*** Opening of Source document ***

An Expert Consultation on Interactions between Sea Turtles and Fisheries within an Ecosystem Context was convened by FAO and held in Rome, Italy, from 9 to 12 March 2004. The meeting was attended by 11 experts from seven countries, covering expertise related to sea turtle biology and conservation, fishing gear technology, fisheries management and socio-economics. The Expert Consultation was organized to provide technical input to the Technical Consultation to take place in Bangkok, Thailand, later in 2004, as agreed at the twenty-fifth session of the Committee on Fisheries, held in Rome, Italy, from 24 to 28 February 2003. This document includes all the contributions prepared by the participating experts as background information to the Expert Consultation.
The first four papers provide an overview of available information on biology, distribution and main sources of natural and man-induced sea turtle mortality for the Atlantic, Pacific and Indian Oceans and the Mediterranean Sea, respectively.
Gear technology developments to reduce impacts on sea turtles are reviewed in papers 5 to 7. Special emphasis is given to the Turtle Excluder Devices (TEDs) and mitigation measures in pelagic longline fishing. Management experiences in reducing sea turtle bycatch in coastal fisheries, including implementation of technology standards and area/time closures, are covered by paper 8.

*** Close of Source document ***

▸ Assignment A
List the areas of expertise that the passage on sea turtles and fisheries says the 11 experts covered.
▸ Assignment B
Translate this sentence from the passage on sea turtles and fisheries into Spanish: "Gear technology developments to reduce impacts on sea turtles are reviewed in papers 5 to 7."
▸ Assignment C
Proceed with the passage on sea turtles and fisheries, starting after its final sentence.
The saved entries after this point come from a separate source.

*** Opening of Records shown ***

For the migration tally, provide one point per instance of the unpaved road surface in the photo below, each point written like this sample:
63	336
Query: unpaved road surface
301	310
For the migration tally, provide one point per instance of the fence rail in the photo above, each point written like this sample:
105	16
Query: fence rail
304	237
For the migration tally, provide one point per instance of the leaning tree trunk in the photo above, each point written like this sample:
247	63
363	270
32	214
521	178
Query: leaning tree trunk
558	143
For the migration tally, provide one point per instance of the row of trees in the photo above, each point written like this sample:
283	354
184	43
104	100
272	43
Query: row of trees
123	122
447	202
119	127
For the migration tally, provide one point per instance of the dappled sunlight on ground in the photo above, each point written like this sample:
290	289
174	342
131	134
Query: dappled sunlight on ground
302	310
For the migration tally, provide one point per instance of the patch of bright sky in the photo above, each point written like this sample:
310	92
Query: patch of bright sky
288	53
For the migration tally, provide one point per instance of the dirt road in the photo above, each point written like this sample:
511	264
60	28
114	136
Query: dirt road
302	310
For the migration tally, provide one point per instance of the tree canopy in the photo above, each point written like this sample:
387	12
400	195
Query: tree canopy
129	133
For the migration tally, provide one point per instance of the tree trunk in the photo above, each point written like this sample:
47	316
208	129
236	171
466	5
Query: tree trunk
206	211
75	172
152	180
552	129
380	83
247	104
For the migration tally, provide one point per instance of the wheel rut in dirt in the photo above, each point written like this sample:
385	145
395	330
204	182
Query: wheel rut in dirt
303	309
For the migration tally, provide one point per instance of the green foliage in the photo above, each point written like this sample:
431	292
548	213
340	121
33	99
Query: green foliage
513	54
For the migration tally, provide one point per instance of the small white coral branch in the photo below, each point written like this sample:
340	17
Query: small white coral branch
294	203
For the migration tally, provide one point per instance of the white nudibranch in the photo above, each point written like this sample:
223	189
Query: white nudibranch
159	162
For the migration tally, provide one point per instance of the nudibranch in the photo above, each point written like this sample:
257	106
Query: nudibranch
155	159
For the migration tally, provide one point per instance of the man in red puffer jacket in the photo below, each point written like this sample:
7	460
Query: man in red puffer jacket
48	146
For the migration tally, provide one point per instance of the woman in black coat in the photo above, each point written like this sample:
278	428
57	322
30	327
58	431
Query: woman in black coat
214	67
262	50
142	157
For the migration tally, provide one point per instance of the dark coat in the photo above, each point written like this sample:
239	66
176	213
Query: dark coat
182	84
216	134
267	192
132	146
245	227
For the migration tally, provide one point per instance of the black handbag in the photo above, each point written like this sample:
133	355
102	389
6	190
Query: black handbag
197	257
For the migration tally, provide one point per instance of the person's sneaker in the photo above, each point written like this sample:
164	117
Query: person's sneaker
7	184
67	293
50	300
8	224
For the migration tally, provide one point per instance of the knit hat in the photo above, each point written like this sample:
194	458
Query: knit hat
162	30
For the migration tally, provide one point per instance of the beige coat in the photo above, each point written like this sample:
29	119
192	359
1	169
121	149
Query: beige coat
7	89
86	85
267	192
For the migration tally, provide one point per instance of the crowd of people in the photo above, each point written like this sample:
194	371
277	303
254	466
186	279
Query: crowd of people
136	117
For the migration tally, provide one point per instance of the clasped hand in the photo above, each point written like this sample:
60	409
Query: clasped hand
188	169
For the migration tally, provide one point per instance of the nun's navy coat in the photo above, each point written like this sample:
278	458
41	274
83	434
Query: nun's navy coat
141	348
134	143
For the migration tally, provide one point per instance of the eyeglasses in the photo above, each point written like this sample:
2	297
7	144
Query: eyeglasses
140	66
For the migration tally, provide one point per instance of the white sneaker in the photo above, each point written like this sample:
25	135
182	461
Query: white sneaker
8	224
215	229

*** Close of Records shown ***

▸ Response box A
- sea turtle biology and conservation
- fishing gear technology
- fisheries management
- socio-economics

▸ Response box B
Los avances en la tecnología de artes de pesca para reducir los impactos sobre las tortugas marinas se examinan en los documentos 5 a 7.

▸ Response box C
Examples of conservation efforts aimed at preserving nesting beach habitats and at preventing direct take of sea turtles and their eggs are presented for two locations in Indonesia (paper 9). The examples show the importance of community empowerment in the implementation of conservation measures.
Finally, paper 10 describes an important case study from the State of Orissa (India). Here olive ridley turtles congregate in large numbers in the shallow coastal waters that also happen to be the richest fishing grounds and the source of livelihoods for traditional fishing communities in that region. Experiences made in implementing various management measures to reduce sea turtle mortality due to fishing are presented, with particular emphasis on the consequences that these have had on traditional fishing communities.